▶ _The problem_:
Beginning at the line that contains "Each instance receives one keypoint. Mark the stone railing", transcribe the remaining lines of the listing exactly; include the final line and omit everything before.

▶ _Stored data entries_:
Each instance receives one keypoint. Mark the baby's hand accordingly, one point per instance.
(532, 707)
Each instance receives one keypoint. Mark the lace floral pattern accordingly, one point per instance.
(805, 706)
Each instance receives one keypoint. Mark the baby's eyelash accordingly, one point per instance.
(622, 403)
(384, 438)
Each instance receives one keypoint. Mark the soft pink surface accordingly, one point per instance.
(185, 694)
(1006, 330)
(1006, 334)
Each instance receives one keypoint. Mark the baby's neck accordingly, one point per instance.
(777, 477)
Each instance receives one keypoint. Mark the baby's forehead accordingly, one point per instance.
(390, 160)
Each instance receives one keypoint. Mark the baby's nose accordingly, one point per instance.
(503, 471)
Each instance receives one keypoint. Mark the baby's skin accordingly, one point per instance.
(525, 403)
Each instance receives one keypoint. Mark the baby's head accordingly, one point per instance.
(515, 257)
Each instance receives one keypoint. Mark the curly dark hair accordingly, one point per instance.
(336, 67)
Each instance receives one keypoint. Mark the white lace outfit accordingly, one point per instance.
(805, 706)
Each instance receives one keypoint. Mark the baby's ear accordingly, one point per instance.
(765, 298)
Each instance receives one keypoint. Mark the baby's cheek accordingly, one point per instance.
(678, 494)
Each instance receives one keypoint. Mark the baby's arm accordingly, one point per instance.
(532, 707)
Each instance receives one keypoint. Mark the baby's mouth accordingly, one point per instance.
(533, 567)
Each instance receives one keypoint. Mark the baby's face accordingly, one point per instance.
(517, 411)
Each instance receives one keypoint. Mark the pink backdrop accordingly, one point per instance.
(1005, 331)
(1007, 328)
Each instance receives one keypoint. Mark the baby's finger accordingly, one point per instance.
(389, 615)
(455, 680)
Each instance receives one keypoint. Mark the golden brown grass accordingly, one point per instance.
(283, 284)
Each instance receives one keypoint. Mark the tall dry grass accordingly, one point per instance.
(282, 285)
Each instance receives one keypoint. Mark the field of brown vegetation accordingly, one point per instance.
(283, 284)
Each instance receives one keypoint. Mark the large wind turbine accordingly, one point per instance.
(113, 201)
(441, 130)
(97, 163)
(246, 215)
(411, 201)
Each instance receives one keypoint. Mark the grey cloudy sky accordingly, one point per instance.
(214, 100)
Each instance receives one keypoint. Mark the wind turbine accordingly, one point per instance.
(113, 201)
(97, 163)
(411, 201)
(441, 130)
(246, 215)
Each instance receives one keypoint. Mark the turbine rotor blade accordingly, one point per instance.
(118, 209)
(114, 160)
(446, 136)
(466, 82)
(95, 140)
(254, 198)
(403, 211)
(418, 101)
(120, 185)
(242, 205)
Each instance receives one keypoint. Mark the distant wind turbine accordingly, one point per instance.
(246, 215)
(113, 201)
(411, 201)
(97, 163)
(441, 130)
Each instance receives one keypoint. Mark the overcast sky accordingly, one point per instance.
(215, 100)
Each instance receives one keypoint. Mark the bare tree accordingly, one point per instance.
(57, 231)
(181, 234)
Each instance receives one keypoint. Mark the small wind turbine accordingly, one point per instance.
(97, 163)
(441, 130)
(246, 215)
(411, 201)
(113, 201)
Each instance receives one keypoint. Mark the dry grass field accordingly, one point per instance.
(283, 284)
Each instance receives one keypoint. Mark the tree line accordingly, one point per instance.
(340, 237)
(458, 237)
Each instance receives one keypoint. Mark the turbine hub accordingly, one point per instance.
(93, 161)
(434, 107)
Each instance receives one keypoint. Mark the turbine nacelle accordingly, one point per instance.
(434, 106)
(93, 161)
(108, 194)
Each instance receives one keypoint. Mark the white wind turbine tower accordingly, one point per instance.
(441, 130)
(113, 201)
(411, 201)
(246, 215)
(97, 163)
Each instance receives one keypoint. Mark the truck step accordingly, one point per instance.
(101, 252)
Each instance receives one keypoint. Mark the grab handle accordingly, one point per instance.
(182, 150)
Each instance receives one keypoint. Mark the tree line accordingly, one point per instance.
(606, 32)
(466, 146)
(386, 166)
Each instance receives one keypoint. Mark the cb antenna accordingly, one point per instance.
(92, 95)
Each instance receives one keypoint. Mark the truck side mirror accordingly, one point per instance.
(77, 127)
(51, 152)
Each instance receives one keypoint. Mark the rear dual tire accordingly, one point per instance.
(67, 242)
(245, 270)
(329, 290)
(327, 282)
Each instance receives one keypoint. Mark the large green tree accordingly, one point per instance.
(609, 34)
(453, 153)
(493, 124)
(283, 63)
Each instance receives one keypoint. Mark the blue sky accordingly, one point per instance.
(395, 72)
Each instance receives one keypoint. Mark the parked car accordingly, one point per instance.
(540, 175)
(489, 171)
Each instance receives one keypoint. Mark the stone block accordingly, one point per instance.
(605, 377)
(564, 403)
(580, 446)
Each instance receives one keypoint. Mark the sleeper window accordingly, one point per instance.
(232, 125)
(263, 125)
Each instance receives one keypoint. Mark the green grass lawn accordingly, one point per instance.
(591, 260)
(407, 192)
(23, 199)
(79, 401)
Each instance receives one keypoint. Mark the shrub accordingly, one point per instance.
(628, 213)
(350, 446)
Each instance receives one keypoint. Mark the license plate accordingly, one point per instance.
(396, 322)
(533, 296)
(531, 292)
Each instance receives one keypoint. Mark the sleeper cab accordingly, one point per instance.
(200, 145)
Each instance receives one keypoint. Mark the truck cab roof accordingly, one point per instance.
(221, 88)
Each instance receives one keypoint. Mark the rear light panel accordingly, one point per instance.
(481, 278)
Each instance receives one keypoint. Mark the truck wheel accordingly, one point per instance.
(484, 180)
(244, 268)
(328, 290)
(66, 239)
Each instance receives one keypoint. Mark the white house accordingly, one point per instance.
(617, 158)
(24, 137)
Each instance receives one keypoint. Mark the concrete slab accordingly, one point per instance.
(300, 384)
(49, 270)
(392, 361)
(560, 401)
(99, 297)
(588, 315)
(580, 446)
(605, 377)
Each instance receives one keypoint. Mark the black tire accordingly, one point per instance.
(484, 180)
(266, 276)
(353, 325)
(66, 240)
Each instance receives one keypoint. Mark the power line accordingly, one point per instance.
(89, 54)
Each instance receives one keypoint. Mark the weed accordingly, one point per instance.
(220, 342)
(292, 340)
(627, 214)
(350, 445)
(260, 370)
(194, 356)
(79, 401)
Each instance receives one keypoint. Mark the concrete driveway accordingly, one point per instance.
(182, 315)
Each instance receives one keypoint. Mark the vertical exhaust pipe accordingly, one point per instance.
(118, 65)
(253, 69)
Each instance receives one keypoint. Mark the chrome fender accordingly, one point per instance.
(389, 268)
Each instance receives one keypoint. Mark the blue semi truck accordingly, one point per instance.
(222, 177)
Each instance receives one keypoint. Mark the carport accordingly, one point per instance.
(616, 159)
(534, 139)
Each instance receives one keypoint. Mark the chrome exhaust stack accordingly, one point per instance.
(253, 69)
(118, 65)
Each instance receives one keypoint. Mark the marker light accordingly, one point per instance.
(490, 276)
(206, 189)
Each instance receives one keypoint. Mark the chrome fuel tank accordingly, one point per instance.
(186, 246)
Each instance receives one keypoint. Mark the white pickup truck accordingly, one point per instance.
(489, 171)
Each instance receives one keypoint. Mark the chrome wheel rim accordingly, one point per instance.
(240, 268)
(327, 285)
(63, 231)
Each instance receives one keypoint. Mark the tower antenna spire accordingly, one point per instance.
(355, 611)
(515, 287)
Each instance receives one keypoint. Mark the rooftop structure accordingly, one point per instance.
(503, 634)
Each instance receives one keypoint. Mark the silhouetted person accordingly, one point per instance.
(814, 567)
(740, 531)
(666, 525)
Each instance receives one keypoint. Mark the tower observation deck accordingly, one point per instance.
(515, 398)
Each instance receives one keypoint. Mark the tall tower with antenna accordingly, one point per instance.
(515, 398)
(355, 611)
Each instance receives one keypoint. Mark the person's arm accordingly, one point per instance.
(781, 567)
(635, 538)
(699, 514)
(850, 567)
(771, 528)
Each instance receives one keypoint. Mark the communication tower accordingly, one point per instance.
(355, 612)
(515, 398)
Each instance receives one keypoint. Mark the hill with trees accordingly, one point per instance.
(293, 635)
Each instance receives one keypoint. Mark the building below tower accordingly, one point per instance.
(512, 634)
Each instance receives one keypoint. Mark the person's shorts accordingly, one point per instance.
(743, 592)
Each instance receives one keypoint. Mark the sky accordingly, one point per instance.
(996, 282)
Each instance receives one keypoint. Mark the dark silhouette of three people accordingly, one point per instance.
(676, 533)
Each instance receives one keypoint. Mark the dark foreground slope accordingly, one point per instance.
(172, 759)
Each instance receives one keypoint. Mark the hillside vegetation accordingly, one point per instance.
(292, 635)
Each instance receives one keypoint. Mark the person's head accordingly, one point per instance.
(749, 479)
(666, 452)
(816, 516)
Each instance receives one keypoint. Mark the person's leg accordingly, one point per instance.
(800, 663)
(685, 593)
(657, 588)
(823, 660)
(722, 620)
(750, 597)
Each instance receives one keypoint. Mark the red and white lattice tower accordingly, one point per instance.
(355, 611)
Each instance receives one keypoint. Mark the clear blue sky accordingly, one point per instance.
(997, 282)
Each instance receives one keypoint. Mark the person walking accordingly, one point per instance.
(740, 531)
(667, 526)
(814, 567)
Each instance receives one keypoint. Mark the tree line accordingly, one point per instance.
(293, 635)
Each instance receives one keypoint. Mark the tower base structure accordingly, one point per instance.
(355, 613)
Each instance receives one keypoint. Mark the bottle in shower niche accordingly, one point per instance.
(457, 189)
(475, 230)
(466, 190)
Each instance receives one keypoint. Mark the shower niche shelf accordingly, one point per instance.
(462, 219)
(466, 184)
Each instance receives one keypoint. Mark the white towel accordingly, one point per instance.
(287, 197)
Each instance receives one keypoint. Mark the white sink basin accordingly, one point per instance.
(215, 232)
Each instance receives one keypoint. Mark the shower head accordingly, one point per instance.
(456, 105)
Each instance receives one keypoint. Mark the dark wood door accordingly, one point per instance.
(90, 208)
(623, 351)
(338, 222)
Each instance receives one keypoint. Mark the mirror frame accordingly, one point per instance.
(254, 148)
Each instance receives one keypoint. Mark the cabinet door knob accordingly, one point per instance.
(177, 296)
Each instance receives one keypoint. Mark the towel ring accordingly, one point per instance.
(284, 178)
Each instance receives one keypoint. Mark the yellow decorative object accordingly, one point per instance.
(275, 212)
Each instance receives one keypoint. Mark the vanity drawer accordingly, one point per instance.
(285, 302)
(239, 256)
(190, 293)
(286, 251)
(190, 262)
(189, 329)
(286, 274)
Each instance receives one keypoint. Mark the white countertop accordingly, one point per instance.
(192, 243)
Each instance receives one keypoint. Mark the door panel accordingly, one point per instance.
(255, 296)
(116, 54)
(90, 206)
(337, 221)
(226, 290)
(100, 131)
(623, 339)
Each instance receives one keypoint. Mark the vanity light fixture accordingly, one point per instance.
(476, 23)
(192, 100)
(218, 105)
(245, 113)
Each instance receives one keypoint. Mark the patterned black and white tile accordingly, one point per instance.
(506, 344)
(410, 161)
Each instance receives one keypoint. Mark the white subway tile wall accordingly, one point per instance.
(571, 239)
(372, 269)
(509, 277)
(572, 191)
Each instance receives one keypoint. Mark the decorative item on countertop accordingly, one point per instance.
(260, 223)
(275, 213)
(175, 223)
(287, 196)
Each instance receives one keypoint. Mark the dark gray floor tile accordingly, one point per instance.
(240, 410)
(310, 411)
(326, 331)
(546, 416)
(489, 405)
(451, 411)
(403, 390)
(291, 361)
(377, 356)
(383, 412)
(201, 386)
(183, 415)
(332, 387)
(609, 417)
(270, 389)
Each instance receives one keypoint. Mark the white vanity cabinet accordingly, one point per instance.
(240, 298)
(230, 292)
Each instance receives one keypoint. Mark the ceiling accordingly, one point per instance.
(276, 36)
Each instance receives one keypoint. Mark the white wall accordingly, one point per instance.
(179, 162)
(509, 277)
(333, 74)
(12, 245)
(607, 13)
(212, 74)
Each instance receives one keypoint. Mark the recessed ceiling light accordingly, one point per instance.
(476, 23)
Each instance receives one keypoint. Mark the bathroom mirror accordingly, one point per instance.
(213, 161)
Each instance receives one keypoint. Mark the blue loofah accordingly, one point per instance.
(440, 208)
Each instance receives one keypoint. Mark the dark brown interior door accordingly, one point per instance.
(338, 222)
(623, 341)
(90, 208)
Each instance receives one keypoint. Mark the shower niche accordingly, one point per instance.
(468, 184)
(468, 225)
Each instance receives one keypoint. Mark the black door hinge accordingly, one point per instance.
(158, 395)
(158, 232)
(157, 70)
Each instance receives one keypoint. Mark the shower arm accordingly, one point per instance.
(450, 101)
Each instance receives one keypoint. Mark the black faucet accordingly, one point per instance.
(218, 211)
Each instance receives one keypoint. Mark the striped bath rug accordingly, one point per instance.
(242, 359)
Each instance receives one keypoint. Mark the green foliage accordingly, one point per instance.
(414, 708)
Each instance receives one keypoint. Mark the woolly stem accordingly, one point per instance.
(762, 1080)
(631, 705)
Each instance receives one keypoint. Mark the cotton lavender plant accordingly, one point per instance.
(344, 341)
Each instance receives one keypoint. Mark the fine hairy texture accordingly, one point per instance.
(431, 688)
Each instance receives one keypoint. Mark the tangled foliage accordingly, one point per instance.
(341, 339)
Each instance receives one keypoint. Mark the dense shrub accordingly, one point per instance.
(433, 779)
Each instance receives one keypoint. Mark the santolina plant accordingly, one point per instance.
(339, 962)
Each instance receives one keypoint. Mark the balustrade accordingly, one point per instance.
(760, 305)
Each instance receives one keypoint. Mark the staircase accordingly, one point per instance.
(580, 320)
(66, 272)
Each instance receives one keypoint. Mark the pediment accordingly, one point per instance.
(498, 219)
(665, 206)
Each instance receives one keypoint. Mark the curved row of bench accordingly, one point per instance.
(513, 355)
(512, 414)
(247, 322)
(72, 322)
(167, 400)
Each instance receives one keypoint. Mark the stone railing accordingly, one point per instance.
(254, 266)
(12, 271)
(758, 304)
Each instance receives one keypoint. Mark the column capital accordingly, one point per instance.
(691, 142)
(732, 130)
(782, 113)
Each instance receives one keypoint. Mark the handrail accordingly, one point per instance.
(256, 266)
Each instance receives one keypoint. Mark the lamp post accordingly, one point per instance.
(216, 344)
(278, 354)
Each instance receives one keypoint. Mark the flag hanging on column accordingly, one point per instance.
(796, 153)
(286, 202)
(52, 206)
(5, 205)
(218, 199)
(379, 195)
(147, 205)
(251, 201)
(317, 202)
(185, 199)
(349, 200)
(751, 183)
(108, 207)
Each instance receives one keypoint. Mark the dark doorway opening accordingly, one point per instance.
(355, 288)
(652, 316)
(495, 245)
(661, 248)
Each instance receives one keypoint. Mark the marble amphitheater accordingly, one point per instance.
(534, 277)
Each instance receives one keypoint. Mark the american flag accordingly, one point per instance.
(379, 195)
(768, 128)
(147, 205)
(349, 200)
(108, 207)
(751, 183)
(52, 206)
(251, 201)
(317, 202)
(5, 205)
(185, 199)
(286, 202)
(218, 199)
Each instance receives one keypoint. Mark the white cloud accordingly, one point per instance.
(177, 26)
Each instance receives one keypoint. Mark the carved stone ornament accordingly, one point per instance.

▶ _Answer below_:
Each instance receives one keypoint. Mark the stone railing accordingly, one point per instance.
(254, 266)
(12, 271)
(758, 304)
Each instance receives one keypoint. Mark the column capital accordingly, one point per instance.
(691, 142)
(732, 130)
(782, 113)
Each instance receives one keypoint. Mark the handrail accordingly, one point per instance.
(256, 266)
Each instance receives one keypoint. Mark the lamp post accordingly, one point per instance.
(216, 344)
(278, 354)
Each instance receives one keypoint. Mark the flag hanging on column accordingly, one point per instance.
(796, 153)
(286, 202)
(52, 206)
(5, 205)
(218, 199)
(379, 195)
(147, 205)
(251, 201)
(317, 202)
(185, 199)
(349, 200)
(751, 183)
(108, 207)
Each instance receives one keypoint. Mark the dark doorway opening accordingly, one point per instance.
(355, 288)
(652, 316)
(495, 245)
(661, 248)
Each instance receives one keypoint. Mark the marble amphitheater accordingly, one point per instance.
(534, 277)
Each instance receives one keypoint. Mark the american flag accordingly, one point per instance.
(379, 195)
(768, 128)
(147, 205)
(349, 200)
(108, 207)
(751, 183)
(52, 206)
(251, 201)
(317, 202)
(5, 205)
(185, 199)
(286, 202)
(218, 199)
Each instance receives one keypoint. Mark the white cloud accordingly, one point per instance.
(177, 26)
Each instance receives one keypoint. Mark the carved stone ornament accordingly, one point per instance.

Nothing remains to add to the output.